##### SUPPLIED TEXT

In 2020, Luca Guadagnino, the most international of Italian directors, presented two films at the Venice International Film Festival: a short documentary shot in Sicily during the lockdown for the Covid pandemic, and a feature length documentary focusing on the figure and work of Salvatore Ferragamo.
In Fiori, Fiori, Fiori! we see Luca Guadagnino knocking on the doors of his childhood friends and discussing with them their experience of the pandemic, this exceptional moment which has united the entire world.
In a director’s statement, Guadagnino explained that driven by inertia, he began to reflect in detail on the places where he spent his early childhood in Sicily, until he found the meaning of his roots and the sense of his present-day in the changing landscape of spring. There is something very intimate in Fiori, Fiori, Fiori! It’s a short personal escape “in search of the people, places and relationships of his youth.”
Although Salvatore: Shoemaker of Dreams is a different model of filmmaking, it is the expression of an identical and compelling creative energy.
“That has been my life’s work: striving to learn to make shoes that always fit and the refusal to put my name to any that do not fit. Therefore, please look behind the story of the small, barefoot, unlettered boy who became a famous shoemaker, and seek the pleasure you will obtain from walking well.”
These are the final words—written by the man himself—of the preface to Salvatore Ferragamo’s autobiography, the tale of a pioneer whose creative genius remains as unrivalled as it is timeless today and who unintentionally bound his story to the world of film.
Luca Guadagnino’s feature-length documentary, which premiered Out of Competition at the 77th Venice Film Festival, traces Ferragamo’s artistic journey, but it also tells the story behind the man through the two deeply interwoven worlds that he inhabited: Italy and America. It follows Salvatore from his birthplace in the Southern Italian region of Campania to the United States, from apprentice shoemaker in Naples to owner of the Hollywood Boot Shop in California, to his decision to return to Italy, to live and work in Florence, mastering his craft and rising to success as a businessman. All this in the span of one life marked by genius and intuition, the very traits that helped him overcome the difficulties he faced.
The project began in 2017 when Luca Guadagnino, inspired by his reading of the shoemaker and Italian entrepreneur’s autobiography, reached out to the Ferragamo family, who opened the doors of the fashion brand’s archives to him, giving him access to interviews, family anecdotes and other information, as well as the final, precious words of Wanda Miletti, Salvatore’s wife, surrounded by her many children and grandchildren.

##########

**PROBLEMS AND TASKS:**
- 1) Quote the passage on Luca Guadagnino's 2020 documentaries from "The project began" to "children and grandchildren.".
- 2) According to the passage on Luca Guadagnino's 2020 documentaries, in which year did the Salvatore Ferragamo project begin?
- 3) Carry on the passage on Luca Guadagnino's 2020 documentaries from its final sentence onward.

##### SOURCE MATERIAL

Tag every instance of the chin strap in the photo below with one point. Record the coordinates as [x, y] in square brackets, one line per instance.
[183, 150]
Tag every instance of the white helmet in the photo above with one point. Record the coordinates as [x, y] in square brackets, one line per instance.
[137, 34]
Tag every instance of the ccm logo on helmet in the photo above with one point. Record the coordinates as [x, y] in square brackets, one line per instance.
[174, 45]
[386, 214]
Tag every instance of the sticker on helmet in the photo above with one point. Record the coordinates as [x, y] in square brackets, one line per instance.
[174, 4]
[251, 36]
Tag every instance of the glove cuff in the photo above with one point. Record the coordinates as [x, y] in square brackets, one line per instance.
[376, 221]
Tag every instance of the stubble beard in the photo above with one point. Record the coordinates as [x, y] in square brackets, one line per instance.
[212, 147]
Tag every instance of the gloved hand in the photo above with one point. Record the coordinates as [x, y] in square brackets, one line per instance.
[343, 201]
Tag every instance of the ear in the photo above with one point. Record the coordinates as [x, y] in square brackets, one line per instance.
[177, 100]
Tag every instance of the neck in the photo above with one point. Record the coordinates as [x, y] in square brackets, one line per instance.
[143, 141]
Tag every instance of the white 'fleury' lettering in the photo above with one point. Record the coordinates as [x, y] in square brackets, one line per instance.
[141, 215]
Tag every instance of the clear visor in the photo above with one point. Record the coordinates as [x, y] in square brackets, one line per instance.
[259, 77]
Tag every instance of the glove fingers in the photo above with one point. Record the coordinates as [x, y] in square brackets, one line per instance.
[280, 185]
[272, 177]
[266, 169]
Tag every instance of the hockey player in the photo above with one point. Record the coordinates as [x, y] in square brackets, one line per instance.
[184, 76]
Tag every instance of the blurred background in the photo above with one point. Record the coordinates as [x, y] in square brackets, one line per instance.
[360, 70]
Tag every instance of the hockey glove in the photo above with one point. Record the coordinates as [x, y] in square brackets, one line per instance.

##########

**ANSWERS FOR THE EXERCISE:**
- 1)
The project began in 2017 when Luca Guadagnino, inspired by his reading of the shoemaker and Italian entrepreneur’s autobiography, reached out to the Ferragamo family, who opened the doors of the fashion brand’s archives to him, giving him access to interviews, family anecdotes and other information, as well as the final, precious words of Wanda Miletti, Salvatore’s wife, surrounded by her many children and grandchildren.

- 2) It began in 2017.

- 3)
For three years, Fondazione Ferragamo and Museo Salvatore Ferragamo worked with the director and screenwriter Dana Thomas, sharing historical expertise and in-depth knowledge. The tape recordings of Salvatore reading aloud some of the chapters of his autobiography, which were restored for the occasion, and the radio interviews he gave in Australia also proved invaluable for their research.
The film traces Ferragamo’s life from growing up poor in Bonito, Italy, a small village deep in the Italian countryside, to immigrating to America in 1915 and becoming a shoemaker to the stars. He helped shape the glamour of the Hollywood silent era, creating shoes for films like The Thief of Bagdad and The Ten Commandments, and for stars like Gloria Swanson, Douglas Fairbanks, and Mary Pickford. Despite a Depression-era slump, Ferragamo then defined the elegance for more Hollywood icons, from Audrey Hepburn and Marilyn Monroe to Bette Davis, Rita Hayworth, and Ingrid Bergman.
The Oscar-nominated Italian filmmaker has gathered a terrific group of luminaries to pay tribute to the fashion icon: film director Martin Scorsese speaking about the intertwined relationship between cinema and fashion, contemporary footwear designers Manolo Blahnik and Christian Louboutin expressing their reverence for the late innovator, and Vogue Creative Director Grace Coddington among them. They all marvel over Salvatore Ferragamo’s genius and a series of major historical moments.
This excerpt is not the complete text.